TASK PROMPT:
What is needed is an exact copy of the line with "Target: mossy rock face" and all lines that follow it in the entries below, the last line included.

[Records from a data collection]
───

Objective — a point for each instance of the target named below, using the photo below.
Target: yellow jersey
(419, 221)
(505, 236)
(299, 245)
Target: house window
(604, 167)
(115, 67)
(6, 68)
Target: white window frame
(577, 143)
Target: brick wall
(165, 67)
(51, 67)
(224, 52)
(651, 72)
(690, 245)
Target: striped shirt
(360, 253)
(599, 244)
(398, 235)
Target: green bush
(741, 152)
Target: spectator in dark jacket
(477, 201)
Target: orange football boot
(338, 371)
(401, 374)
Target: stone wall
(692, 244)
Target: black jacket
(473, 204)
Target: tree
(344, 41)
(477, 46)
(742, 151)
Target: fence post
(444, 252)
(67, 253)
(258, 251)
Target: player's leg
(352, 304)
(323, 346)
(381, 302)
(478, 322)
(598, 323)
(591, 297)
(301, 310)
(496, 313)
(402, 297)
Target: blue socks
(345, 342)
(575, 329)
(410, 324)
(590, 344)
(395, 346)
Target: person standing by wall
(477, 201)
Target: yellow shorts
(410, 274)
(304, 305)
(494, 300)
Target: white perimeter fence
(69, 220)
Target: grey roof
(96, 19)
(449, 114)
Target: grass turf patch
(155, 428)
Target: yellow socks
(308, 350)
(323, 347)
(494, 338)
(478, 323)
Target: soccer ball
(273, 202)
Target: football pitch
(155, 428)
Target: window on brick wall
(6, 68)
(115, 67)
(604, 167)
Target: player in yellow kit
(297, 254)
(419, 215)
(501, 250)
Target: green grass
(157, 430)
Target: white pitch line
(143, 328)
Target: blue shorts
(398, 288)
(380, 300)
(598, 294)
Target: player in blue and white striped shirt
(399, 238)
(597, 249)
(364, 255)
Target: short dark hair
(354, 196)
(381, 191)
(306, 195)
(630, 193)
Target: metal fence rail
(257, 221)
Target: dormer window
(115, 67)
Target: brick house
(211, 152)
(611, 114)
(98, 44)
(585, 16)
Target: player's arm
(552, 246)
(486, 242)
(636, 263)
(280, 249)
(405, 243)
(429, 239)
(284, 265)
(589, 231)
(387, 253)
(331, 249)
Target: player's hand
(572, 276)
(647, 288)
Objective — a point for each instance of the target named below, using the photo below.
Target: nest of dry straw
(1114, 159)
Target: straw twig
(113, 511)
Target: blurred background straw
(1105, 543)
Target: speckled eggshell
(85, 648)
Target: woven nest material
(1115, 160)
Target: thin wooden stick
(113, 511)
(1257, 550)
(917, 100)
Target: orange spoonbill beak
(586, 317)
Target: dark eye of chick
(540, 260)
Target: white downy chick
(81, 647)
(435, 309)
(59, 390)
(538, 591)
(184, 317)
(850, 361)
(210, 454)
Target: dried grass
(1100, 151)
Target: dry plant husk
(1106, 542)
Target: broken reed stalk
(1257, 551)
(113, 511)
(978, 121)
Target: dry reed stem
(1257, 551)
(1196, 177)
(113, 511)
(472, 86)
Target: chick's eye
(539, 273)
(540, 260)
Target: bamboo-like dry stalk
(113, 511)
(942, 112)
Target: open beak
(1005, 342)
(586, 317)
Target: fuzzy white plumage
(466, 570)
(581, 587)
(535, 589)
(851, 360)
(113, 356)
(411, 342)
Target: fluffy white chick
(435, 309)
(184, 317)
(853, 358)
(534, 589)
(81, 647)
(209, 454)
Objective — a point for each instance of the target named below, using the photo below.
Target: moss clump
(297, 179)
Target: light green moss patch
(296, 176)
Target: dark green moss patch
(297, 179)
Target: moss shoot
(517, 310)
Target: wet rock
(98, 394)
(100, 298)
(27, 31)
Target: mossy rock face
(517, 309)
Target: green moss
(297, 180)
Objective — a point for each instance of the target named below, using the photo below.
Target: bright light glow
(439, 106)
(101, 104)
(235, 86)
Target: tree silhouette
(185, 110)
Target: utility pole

───

RESPONSE:
Target: mossy rock face
(517, 309)
Target: green moss
(297, 180)
Objective — a point for each instance of the target named below, using the photo below.
Target: bright light glow
(439, 106)
(101, 104)
(235, 86)
Target: tree silhouette
(185, 110)
Target: utility pole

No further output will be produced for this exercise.